### Written request a
Which district judge is named in the court caption below?

United States Court of Appeals
For the First Circuit
____________
Nos. 10-1063, 10-1064
JAMES F. MILES,
THERESA B. MILES,
Plaintiffs, Appellants,
v.
GREAT NORTHERN INSURANCE COMPANY,
Defendant, Appellee.
____________
APPEALS FROM THE UNITED STATES DISTRICT COURT
FOR THE DISTRICT OF MASSACHUSETTS
[Hon. Nathaniel M. Gorton, U.S. District Judge]
____________
Before
Torruella, Ripple,* and Lipez, Circuit Judges.
____________
Roger J. Brunelle, with whom Sbrogna & Brunelle LLP was on
brief, for appellants.
Mark W. Corner, with whom Riemer & Braunstein LLP was on
brief, for appellee.
March 10, 2011
*
Of the Seventh Circuit, sitting by designation.

### Excerpted records
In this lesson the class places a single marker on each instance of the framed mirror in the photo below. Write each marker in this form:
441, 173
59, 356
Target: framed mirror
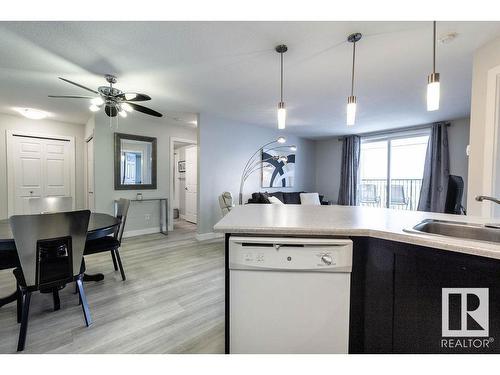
135, 162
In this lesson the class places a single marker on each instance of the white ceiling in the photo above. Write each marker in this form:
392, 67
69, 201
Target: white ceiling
231, 69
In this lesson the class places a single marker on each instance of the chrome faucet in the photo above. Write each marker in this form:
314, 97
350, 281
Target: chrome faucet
481, 198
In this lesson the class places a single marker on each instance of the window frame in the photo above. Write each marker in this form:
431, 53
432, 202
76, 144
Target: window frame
389, 137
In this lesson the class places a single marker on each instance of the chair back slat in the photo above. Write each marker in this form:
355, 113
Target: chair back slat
32, 230
121, 214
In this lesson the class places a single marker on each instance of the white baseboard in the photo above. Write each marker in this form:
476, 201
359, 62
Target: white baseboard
140, 232
208, 236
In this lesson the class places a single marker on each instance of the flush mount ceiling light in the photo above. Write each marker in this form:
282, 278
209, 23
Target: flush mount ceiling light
281, 49
351, 100
116, 102
433, 89
31, 113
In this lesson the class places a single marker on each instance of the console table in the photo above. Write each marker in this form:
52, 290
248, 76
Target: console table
163, 213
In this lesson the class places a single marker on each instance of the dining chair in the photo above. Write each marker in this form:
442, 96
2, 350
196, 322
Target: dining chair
112, 243
50, 250
50, 204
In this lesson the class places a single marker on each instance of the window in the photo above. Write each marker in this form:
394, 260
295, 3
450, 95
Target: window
391, 170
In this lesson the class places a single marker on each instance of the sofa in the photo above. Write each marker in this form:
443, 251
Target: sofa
287, 197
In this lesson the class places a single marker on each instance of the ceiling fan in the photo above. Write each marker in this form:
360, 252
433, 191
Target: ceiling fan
116, 102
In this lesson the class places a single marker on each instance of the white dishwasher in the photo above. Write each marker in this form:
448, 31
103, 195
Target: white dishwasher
289, 295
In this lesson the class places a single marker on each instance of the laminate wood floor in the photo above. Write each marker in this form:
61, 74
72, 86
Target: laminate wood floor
171, 302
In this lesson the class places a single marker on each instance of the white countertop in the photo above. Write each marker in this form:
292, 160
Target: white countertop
272, 219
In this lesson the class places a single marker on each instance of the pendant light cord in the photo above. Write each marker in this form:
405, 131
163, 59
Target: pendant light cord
434, 49
353, 61
281, 88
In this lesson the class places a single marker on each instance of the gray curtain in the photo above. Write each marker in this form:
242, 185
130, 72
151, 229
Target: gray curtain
349, 175
436, 170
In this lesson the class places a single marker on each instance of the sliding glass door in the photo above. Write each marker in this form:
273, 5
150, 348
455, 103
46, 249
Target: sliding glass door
391, 170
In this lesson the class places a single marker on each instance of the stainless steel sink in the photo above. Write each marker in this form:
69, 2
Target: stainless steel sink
459, 230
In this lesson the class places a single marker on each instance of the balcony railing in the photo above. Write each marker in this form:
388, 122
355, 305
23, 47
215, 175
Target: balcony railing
404, 193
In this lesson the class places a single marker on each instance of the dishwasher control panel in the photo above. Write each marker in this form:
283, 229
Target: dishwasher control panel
265, 253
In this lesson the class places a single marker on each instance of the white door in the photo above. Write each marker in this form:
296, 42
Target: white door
90, 175
191, 184
38, 167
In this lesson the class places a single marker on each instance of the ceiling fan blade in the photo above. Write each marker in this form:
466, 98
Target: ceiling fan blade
148, 111
111, 111
138, 97
71, 96
77, 84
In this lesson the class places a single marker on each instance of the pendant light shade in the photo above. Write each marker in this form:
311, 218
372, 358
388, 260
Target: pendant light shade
433, 88
281, 115
281, 49
351, 100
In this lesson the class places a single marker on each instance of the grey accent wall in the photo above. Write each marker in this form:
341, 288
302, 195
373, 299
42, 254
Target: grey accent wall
224, 149
328, 159
48, 127
458, 139
143, 216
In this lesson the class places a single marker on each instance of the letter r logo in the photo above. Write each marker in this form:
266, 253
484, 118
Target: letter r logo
465, 312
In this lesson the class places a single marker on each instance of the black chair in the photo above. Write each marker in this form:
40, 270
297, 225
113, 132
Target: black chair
50, 250
454, 194
112, 243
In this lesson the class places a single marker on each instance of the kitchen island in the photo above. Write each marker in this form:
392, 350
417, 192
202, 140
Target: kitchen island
397, 276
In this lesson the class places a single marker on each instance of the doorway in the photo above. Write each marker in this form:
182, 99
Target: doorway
184, 185
90, 173
38, 166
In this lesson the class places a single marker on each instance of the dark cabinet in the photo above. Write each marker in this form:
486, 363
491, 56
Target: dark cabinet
396, 298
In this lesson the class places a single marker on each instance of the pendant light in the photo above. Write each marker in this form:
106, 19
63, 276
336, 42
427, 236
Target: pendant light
433, 89
351, 100
281, 49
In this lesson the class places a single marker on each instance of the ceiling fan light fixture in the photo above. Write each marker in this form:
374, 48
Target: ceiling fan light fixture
98, 101
94, 108
130, 96
127, 107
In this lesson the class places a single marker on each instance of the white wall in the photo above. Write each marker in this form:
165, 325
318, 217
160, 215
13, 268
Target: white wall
224, 148
329, 154
46, 127
485, 58
105, 193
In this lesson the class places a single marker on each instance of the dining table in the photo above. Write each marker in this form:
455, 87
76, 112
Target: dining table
100, 225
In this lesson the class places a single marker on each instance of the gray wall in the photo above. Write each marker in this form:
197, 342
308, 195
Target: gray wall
328, 159
486, 58
46, 127
458, 139
143, 216
329, 153
224, 149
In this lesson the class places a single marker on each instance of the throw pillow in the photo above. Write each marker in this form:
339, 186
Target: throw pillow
310, 199
275, 200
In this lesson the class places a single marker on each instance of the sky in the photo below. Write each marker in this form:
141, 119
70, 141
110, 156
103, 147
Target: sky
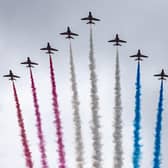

### Written request b
Reproduce the lines of the records above, starting with the line that contains "the gray wall" and going on through the end of the records, with both ends included. Omit the pictures.

### Full answer a
Nathaniel M. Gorton

### Full answer b
In this lesson the class places a single marker on each instance of the gray wall in the photo above. Write each marker in this form:
197, 342
308, 195
Target: gray wall
328, 159
486, 58
46, 127
458, 139
143, 216
329, 153
224, 149
In this lesson the class places a single marker on each instance of the throw pillow in the photo above. Write each marker in this form:
339, 186
Target: throw pillow
310, 199
275, 200
In this lesson the class places a single marker on each instance of the sky in the photo below. Write each marker in this form:
141, 119
70, 141
110, 156
103, 147
Target: sky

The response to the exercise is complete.